* What the exercise asks
Make an exact copy of every entry.

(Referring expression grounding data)
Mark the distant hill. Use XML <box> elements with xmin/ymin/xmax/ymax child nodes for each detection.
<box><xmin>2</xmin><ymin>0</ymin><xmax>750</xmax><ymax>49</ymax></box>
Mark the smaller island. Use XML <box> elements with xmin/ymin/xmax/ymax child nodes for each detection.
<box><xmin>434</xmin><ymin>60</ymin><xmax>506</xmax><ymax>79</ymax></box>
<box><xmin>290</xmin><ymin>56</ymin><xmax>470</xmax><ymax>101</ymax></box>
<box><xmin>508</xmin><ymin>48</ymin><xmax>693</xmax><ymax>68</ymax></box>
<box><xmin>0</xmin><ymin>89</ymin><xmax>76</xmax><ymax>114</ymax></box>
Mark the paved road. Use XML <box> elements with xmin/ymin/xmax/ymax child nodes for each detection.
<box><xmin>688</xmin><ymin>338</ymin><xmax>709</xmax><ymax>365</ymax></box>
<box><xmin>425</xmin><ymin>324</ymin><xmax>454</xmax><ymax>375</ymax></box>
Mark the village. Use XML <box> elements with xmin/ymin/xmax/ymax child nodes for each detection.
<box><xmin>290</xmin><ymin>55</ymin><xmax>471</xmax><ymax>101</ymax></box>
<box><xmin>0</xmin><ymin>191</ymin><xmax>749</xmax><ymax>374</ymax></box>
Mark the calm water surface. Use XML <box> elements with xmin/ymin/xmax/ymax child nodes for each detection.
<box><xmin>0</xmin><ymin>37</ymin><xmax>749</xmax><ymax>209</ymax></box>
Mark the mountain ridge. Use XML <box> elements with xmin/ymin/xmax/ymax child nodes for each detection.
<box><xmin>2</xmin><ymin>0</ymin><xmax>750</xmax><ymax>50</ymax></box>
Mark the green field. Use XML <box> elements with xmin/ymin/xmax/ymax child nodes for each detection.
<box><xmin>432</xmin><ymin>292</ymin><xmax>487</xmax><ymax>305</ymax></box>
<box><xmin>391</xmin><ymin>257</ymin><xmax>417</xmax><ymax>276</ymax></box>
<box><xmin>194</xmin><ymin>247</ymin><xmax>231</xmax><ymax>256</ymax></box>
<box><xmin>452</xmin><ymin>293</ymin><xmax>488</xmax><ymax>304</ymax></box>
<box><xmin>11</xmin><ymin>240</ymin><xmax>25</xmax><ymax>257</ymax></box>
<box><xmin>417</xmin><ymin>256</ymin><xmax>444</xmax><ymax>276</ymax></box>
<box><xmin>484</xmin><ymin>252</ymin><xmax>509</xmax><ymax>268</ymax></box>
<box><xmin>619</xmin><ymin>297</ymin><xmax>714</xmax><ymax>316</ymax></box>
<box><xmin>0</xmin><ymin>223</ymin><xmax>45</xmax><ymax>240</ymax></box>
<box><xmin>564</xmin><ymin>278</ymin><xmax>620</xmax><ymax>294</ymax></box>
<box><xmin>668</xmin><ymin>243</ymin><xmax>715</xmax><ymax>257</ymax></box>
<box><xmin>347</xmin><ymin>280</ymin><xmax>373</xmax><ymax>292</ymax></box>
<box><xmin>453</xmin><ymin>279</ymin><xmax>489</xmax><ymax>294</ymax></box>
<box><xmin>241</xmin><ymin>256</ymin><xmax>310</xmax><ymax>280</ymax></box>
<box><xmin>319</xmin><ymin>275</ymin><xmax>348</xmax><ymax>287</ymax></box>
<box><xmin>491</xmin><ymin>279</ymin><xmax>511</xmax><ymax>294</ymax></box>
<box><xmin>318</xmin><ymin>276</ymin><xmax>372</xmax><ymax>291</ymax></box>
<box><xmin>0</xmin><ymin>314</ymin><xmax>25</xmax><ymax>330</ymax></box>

* Reply to the task
Mark the distant hill. Use XML <box> elements with xmin/ymin/xmax/ymax child nodes for each detection.
<box><xmin>2</xmin><ymin>0</ymin><xmax>750</xmax><ymax>49</ymax></box>
Mark the smaller island. Use XML <box> elements with xmin/ymin/xmax/ymax child nodes for each detection.
<box><xmin>434</xmin><ymin>60</ymin><xmax>506</xmax><ymax>79</ymax></box>
<box><xmin>290</xmin><ymin>56</ymin><xmax>470</xmax><ymax>101</ymax></box>
<box><xmin>508</xmin><ymin>48</ymin><xmax>693</xmax><ymax>68</ymax></box>
<box><xmin>0</xmin><ymin>89</ymin><xmax>76</xmax><ymax>114</ymax></box>
Mark the paved road. Use XML <box> elements with xmin/ymin/xmax/ymax child nodes for each detection.
<box><xmin>688</xmin><ymin>338</ymin><xmax>709</xmax><ymax>365</ymax></box>
<box><xmin>425</xmin><ymin>324</ymin><xmax>454</xmax><ymax>375</ymax></box>
Mark the village. Use XML <box> elements with xmin/ymin/xmax/ymax child nodes for each detection.
<box><xmin>290</xmin><ymin>55</ymin><xmax>471</xmax><ymax>101</ymax></box>
<box><xmin>0</xmin><ymin>191</ymin><xmax>749</xmax><ymax>374</ymax></box>
Mark the calm water surface. Use XML <box> elements with xmin/ymin/xmax/ymax child nodes for each detection.
<box><xmin>0</xmin><ymin>37</ymin><xmax>749</xmax><ymax>209</ymax></box>
Mark the mountain ridge. Use XML <box> elements with xmin/ymin/xmax/ymax child nodes for each detection.
<box><xmin>2</xmin><ymin>0</ymin><xmax>750</xmax><ymax>50</ymax></box>
Mark the green field. Use XML <box> elements with xmin/ymin/xmax/ymax child nodes for each detection.
<box><xmin>432</xmin><ymin>292</ymin><xmax>487</xmax><ymax>305</ymax></box>
<box><xmin>391</xmin><ymin>257</ymin><xmax>417</xmax><ymax>276</ymax></box>
<box><xmin>194</xmin><ymin>247</ymin><xmax>231</xmax><ymax>256</ymax></box>
<box><xmin>452</xmin><ymin>293</ymin><xmax>488</xmax><ymax>304</ymax></box>
<box><xmin>11</xmin><ymin>240</ymin><xmax>25</xmax><ymax>257</ymax></box>
<box><xmin>417</xmin><ymin>256</ymin><xmax>444</xmax><ymax>276</ymax></box>
<box><xmin>484</xmin><ymin>252</ymin><xmax>509</xmax><ymax>268</ymax></box>
<box><xmin>619</xmin><ymin>297</ymin><xmax>714</xmax><ymax>316</ymax></box>
<box><xmin>0</xmin><ymin>223</ymin><xmax>45</xmax><ymax>240</ymax></box>
<box><xmin>564</xmin><ymin>278</ymin><xmax>620</xmax><ymax>294</ymax></box>
<box><xmin>668</xmin><ymin>243</ymin><xmax>715</xmax><ymax>257</ymax></box>
<box><xmin>347</xmin><ymin>280</ymin><xmax>373</xmax><ymax>292</ymax></box>
<box><xmin>453</xmin><ymin>279</ymin><xmax>489</xmax><ymax>294</ymax></box>
<box><xmin>241</xmin><ymin>256</ymin><xmax>310</xmax><ymax>280</ymax></box>
<box><xmin>319</xmin><ymin>275</ymin><xmax>348</xmax><ymax>287</ymax></box>
<box><xmin>491</xmin><ymin>279</ymin><xmax>511</xmax><ymax>294</ymax></box>
<box><xmin>318</xmin><ymin>276</ymin><xmax>372</xmax><ymax>291</ymax></box>
<box><xmin>0</xmin><ymin>314</ymin><xmax>25</xmax><ymax>330</ymax></box>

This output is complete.